◆ Testo della pagina:
★ ★ ★

Il numero di dungeon è relativamente limitato: sono solamente quattro e verranno sbloccati mano a mano che il giocatore prosegue con la trama principale. Anche i mostri presenti al loro interno sono un numero piuttosto esiguo, andando spesso a ripetersi fra una zona e l’altra.
Passando al sistema di combattimento, Cuisineer non se la cava troppo male. Le zone saranno piene zeppe di nemici e questo si tramuta, forse troppo spesso, in un puro e completo caos in cui sarà difficile rendersi conto di dove si trovino i nemici, di quando stiano per attaccare, di dove si trovino i loro proiettili… Insomma, una quantità di particellari smisurata andrà raramente a favore del giocatore nonostante sia molto accattivante da guardare.
I nemici, a loro volta, saranno spesso un po’ troppo “spugne per danni”, richiedendo fin troppi colpi per essere annientati. Affrontare una massa di mostriciattoli minuscoli che necessitano di due o tre intere combo per essere sconfitti sin dal primo piano del primo dungeon è qualcosa che mi ha lasciato abbastanza basito.

Se vogliamo fare un confronto con gli altri titoli di questo genere, penso di poter affermare che Cuisineer sia comunque un miglioramento rispetto al capostipite Recettear ma chiaramente non al livello di Moonlighter che, a onor del vero, puntava molto sulle sue fasi di combattimento e un po’ meno sul lato compravendita.
La vera nota positiva delle fasi di esplorazione è il loot: sia i nemici sia l’ambiente rilasceranno compulsivamente materiali di qualsiasi tipo, dal cibo all’equipaggiamento passando per legni e rocce necessarie per costruire e potenziare sia il ristorante che le armi.
Alti e bassi artistici
Il lato artistico di Cuisineer è apprezzabile: ambienti visivamente impattanti e personaggi molto variegati, il tutto condito da una alta saturazione che è un po’ la cifra stilistica di questo team di sviluppo. Tutto questo rende piacevole alla vista l’opera in sé, anche se ad un’analisi più approfondita si può notare qualche sbavatura sia a livello di texture che a livello di modelli.
Gli elementi 2D sono invece molto curati, sia per quanto riguarda i personaggi sia per quanto riguarda i piatti che possono essere serviti. Questi sono ottenibili prevalentemente tramite missioni secondarie (portando oggetti o piatti ai vari abitanti della cittadina) ma saranno fondamentali per procedere nel gioco.
Da questo punto di vista, Cuisineer si rapporta piuttosto bene ai suoi predecessori: la differenza d’età si sente, rispetto a Recettear, anche se la qualità produttiva non raggiunge il meraviglioso Potionomics che surclassa tutti i competitori dal punto di vista grafico.

Lato tecnico, invece, il titolo del team singaporiano non risplende particolarmente. Anzi, non risplende proprio. Un gioco di questo livello dovrebbe tranquillamente girare persino su hardware relativamente vecchi, eppure anche sui PC più potenti i caricamenti (che sono piuttosto numerosi, quando si gira fra città e ristorante) richiederanno decisamente più tempo di quanto ci si possa aspettare.

★ ★ ★

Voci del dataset
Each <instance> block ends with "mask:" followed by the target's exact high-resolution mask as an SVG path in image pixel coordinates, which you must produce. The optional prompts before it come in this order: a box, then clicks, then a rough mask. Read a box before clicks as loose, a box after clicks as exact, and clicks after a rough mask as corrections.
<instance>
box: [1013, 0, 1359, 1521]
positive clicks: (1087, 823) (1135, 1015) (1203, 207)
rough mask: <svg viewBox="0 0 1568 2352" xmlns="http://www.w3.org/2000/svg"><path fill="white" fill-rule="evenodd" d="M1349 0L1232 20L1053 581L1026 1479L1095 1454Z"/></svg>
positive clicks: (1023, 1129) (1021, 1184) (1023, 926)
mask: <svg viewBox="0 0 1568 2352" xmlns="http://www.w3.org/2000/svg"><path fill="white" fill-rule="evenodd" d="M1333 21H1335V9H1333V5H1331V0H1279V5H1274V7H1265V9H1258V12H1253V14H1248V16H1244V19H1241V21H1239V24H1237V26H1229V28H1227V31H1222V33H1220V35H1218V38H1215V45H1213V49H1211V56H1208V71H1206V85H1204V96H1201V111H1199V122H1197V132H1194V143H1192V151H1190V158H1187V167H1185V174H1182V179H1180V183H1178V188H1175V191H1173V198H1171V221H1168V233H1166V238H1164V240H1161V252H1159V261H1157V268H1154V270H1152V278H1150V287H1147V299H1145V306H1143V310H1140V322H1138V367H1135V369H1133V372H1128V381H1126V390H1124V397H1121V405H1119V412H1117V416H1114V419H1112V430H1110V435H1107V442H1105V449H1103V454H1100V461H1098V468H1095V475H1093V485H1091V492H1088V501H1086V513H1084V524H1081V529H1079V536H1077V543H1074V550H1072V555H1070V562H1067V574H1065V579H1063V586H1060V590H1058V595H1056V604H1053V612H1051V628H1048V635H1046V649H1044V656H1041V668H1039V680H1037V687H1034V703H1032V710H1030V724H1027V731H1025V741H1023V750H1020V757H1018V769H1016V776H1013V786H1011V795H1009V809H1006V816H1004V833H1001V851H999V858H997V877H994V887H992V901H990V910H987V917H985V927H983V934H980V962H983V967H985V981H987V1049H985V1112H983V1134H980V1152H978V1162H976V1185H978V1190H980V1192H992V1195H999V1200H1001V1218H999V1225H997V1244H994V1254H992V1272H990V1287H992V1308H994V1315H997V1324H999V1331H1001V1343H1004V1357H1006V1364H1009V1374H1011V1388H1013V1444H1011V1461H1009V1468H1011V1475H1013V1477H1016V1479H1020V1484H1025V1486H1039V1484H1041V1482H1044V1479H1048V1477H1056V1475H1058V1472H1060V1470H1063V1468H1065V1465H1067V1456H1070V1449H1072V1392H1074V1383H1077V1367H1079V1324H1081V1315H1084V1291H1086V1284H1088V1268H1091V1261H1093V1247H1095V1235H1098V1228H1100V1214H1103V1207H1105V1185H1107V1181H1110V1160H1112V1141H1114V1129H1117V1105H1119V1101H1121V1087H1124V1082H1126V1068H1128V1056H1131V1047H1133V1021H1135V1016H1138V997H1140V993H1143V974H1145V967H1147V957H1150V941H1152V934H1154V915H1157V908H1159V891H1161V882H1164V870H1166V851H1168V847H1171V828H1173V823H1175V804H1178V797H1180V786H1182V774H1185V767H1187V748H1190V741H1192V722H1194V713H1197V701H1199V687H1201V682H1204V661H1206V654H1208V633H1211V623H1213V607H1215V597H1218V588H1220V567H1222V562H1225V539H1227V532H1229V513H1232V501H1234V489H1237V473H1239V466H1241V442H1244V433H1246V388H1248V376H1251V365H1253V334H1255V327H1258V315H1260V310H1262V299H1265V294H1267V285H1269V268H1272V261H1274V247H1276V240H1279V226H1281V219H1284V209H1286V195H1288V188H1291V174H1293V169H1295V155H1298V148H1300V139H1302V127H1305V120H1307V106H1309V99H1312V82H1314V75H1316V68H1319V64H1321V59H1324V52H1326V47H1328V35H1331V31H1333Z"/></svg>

★ ★ ★

◆ Compito 1: Secondo la recensione di Cuisineer, perché i combattimenti del gioco sfociano spesso nel caos? Risponda in una-tre frasi.
◆ Compito 2: Nella recensione di Cuisineer, rinomini "loot" in "bottino" e riscriva il passo da "La vera nota" fino a "che le armi." compreso.
Le voci del dataset non sono necessarie per lo svolgimento.

◆ Risultato dell'esercizio 1: Le zone sono piene zeppe di nemici. Diventa quindi difficile capire dove si trovino, quando stiano per attaccare e dove siano i loro proiettili. Inoltre la quantità smisurata di particellari raramente va a favore del giocatore, pur essendo molto accattivante da guardare.

◆ Risultato dell'esercizio 2:
La vera nota positiva delle fasi di esplorazione è il bottino: sia i nemici sia l’ambiente rilasceranno compulsivamente materiali di qualsiasi tipo, dal cibo all’equipaggiamento passando per legni e rocce necessarie per costruire e potenziare sia il ristorante che le armi.